DATA EXTRACT:

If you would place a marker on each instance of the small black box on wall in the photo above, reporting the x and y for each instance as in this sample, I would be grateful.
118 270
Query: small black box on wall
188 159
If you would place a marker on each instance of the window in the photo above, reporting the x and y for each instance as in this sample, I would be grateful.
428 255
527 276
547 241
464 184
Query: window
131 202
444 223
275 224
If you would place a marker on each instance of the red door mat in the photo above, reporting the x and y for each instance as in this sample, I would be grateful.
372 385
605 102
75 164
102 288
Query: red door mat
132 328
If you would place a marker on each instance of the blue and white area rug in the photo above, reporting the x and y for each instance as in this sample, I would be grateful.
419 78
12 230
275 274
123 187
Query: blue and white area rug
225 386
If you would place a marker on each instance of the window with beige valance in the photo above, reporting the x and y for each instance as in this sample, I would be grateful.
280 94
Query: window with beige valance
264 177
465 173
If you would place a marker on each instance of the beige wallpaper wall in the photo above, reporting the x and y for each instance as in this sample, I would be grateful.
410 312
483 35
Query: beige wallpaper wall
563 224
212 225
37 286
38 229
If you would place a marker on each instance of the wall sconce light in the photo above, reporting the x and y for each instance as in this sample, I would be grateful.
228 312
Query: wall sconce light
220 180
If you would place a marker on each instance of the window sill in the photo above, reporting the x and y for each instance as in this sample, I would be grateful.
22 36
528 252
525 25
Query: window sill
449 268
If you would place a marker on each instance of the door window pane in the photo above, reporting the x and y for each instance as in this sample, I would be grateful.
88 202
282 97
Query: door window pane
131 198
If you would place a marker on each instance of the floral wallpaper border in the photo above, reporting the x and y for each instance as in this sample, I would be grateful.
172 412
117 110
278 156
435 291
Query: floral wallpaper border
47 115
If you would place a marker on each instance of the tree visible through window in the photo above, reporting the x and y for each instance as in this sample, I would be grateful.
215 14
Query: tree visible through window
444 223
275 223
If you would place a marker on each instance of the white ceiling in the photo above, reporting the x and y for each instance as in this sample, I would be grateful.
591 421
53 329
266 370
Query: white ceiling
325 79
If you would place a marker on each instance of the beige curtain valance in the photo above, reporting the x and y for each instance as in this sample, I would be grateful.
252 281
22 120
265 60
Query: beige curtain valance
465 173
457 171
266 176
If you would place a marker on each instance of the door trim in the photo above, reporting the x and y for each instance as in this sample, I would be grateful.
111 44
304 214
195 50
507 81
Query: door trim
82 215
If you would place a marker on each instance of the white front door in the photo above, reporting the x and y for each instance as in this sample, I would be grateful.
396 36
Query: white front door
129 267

INSTRUCTIONS TO FOLLOW: Repeat the material above in full, quoting it exactly.

OUTPUT FOR THIS EXERCISE:
If you would place a marker on each instance of the small black box on wall in the photo above, reporting the x and y for each instance as in this sample, I would be grateful.
118 270
Query: small black box on wall
188 159
If you would place a marker on each instance of the window in the photo above, reporting the x and y for each instance as in this sample, I would be grateful.
428 255
527 276
547 241
464 184
Query: window
131 202
444 223
275 224
If you would place a marker on each instance of the red door mat in the photo above, reporting the x and y for each instance as in this sample, I would be grateful.
372 385
605 102
75 164
102 288
Query: red door mat
132 328
If you would place a marker on each instance of the blue and white area rug in the photo above, reporting the x and y for each instance as in this sample, I would be grateful.
419 78
12 230
275 274
123 187
Query: blue and white area rug
225 386
If you would place a marker on each instance of the window with beige valance in the photo above, reporting the x and y for each instance as in this sample, I would be grateful.
280 94
Query: window with beige valance
264 177
465 173
If you would place a marker on each instance of the beige wallpaper wall in the photo above, reporting the x and y for each instance as in this sample, I would be grateful.
410 312
483 35
Query: beige wallpaper wall
563 224
212 225
37 286
38 229
If you would place a marker on each instance of the wall sconce light in the photo above, reporting the x and y for each instance as in this sample, I would be grateful.
228 312
Query: wall sconce light
220 180
If you would place a marker on each instance of the window sill in the photo above, reporting the x and y for each instance as in this sample, I would be grateful.
22 36
528 252
525 25
Query: window sill
449 268
If you would place a marker on each instance of the door window pane in the photo above, reporting the x and y for each instance as in this sample, I would be grateful.
88 202
282 97
Query: door window pane
131 198
If you would place a marker on each instance of the floral wallpaper border in the photo above, reporting the x and y for each instance as in this sample, I would be grateful.
172 412
117 110
278 156
435 291
Query: floral wallpaper border
47 115
If you would place a marker on each instance of the tree visible through window in the photo above, reporting the x and y for each instance as in this sample, I would be grateful.
215 14
Query: tree visible through window
444 223
275 223
If you would place a marker on each instance of the white ceiling in the photo above, reporting the x and y for each instance as in this sample, I would be grateful.
591 421
53 329
266 370
Query: white ceiling
325 79
If you would place a marker on each instance of the beige curtain valance in the photo above, reporting the x and y for each instance as in this sample, I would be grateful.
252 281
22 120
265 60
Query: beige curtain valance
465 173
457 171
266 176
If you would place a marker on each instance of the door trim in the photo above, reporting the x and y for each instance as in this sample, I would be grateful.
111 44
304 214
195 50
507 81
Query: door trim
82 215
If you would place a marker on each instance of the white front door in the photo above, reporting the x and y for each instance as in this sample, I would be grateful.
396 36
Query: white front door
129 267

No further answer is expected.